# Start of DATASET ROWS

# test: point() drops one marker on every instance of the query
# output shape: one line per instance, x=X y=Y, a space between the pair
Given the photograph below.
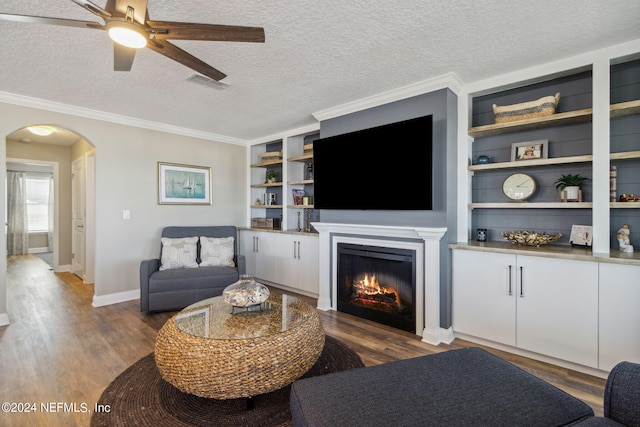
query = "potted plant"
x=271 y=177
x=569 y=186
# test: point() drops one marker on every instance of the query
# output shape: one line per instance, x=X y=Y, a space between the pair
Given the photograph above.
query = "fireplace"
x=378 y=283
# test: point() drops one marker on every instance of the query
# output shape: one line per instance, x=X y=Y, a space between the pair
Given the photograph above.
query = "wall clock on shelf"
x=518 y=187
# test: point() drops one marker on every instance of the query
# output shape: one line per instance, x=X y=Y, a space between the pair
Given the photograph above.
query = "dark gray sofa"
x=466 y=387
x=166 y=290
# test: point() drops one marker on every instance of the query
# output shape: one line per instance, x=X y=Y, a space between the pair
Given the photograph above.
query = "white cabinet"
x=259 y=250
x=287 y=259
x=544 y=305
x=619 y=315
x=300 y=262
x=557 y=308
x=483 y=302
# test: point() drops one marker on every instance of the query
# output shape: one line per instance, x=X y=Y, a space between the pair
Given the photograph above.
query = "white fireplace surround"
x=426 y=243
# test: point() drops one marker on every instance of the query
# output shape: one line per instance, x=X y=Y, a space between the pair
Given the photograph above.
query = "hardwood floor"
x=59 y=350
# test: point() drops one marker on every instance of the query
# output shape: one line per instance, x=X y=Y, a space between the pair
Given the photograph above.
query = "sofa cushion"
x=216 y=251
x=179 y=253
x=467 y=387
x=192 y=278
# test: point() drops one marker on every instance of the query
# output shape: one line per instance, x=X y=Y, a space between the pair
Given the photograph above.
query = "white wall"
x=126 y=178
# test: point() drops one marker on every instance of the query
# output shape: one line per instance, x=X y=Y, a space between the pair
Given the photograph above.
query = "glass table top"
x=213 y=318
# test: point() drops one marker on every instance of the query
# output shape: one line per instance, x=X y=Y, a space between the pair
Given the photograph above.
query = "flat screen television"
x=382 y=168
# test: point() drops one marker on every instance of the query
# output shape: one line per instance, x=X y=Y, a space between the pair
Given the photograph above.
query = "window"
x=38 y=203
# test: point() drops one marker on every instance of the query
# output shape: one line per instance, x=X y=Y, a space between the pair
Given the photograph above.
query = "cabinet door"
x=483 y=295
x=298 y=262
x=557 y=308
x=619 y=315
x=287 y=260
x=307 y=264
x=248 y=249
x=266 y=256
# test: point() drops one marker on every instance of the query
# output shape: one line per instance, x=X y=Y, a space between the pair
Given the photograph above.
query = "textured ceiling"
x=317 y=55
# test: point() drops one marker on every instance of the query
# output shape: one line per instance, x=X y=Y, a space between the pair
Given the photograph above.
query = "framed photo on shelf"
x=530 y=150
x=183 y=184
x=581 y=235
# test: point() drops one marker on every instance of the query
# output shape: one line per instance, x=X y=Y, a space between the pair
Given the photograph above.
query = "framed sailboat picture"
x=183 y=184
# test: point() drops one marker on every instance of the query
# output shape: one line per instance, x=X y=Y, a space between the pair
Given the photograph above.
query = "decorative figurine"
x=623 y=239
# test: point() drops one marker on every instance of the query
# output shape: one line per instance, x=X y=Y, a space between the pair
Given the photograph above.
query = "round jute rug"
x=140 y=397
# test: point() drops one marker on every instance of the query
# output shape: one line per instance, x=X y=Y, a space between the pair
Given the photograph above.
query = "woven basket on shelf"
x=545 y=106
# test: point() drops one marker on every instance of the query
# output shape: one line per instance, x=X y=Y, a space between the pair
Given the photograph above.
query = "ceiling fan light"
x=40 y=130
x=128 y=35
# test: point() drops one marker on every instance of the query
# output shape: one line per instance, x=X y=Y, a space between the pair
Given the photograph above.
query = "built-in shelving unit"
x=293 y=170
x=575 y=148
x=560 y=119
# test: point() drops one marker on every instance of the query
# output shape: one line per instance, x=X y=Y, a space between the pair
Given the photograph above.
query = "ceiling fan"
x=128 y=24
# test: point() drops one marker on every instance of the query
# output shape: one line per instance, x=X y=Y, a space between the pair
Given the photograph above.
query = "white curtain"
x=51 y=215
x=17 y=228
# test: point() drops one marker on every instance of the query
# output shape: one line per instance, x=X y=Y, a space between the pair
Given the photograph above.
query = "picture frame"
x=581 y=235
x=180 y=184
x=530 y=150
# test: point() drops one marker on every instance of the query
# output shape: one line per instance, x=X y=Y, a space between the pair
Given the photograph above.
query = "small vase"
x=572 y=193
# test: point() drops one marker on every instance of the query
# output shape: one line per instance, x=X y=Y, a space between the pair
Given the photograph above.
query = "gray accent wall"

# End of DATASET ROWS
# Start of DATASET ROWS

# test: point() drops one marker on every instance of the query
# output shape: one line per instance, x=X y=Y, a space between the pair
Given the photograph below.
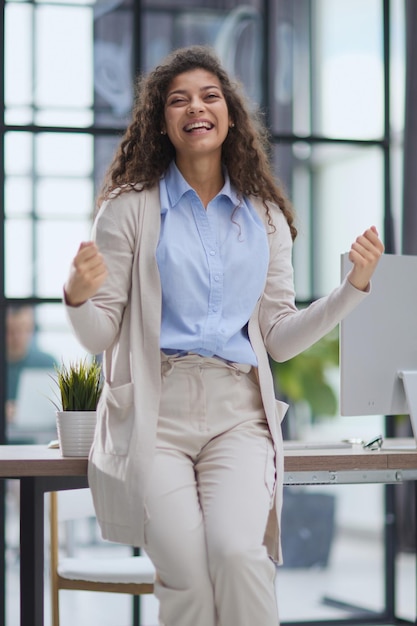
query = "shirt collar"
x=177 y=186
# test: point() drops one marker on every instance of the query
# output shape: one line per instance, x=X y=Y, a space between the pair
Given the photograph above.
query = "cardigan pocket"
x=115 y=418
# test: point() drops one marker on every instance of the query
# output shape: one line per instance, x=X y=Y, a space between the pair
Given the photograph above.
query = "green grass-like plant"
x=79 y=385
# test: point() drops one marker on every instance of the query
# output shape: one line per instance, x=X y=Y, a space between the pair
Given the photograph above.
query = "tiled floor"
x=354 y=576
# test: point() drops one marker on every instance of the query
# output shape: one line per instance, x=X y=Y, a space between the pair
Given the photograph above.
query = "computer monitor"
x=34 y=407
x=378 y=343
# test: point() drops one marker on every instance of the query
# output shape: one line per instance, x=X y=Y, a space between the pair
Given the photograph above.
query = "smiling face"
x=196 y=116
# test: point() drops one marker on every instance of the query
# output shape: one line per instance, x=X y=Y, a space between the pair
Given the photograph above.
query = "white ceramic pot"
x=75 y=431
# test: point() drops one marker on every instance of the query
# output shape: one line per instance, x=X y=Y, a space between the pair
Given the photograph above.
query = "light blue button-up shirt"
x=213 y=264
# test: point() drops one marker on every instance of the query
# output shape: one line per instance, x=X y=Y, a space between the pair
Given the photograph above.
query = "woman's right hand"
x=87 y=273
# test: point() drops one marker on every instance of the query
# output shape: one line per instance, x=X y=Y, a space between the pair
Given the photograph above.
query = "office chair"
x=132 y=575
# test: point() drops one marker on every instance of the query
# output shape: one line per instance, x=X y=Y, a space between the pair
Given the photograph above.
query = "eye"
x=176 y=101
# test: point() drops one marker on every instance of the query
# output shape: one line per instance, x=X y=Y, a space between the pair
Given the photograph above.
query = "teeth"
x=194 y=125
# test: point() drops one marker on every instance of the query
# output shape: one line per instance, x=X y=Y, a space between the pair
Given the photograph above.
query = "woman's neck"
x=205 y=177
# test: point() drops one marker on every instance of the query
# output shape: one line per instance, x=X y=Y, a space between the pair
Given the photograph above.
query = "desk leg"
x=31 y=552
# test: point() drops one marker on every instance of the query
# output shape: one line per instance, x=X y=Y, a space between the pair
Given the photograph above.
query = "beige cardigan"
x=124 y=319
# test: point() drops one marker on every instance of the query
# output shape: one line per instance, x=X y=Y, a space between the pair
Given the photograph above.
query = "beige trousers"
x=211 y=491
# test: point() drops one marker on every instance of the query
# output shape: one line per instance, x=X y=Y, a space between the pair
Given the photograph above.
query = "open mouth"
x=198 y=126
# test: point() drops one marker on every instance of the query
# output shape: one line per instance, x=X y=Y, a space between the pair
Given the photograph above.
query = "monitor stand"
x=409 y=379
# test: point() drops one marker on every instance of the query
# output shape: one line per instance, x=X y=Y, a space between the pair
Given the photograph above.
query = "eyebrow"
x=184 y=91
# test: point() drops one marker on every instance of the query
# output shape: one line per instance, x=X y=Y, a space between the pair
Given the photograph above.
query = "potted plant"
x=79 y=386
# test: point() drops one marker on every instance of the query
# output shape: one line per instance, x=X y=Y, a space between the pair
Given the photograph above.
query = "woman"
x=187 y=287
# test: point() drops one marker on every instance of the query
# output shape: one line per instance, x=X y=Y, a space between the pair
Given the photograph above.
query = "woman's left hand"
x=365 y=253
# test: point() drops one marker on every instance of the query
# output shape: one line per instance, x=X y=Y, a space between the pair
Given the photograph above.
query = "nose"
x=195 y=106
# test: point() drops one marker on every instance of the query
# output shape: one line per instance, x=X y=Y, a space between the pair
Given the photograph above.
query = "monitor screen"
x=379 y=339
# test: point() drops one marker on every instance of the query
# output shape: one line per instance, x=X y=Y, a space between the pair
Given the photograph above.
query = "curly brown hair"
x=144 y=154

# End of DATASET ROWS

▶ [GIVEN REQUEST]: Pull out every line of the material above that contains the word "shelf", matching case exactly.

▶ [RESPONSE TO THE TASK]:
query = "wall clock on shelf"
query = "framed photo on shelf"
query = "woven basket on shelf"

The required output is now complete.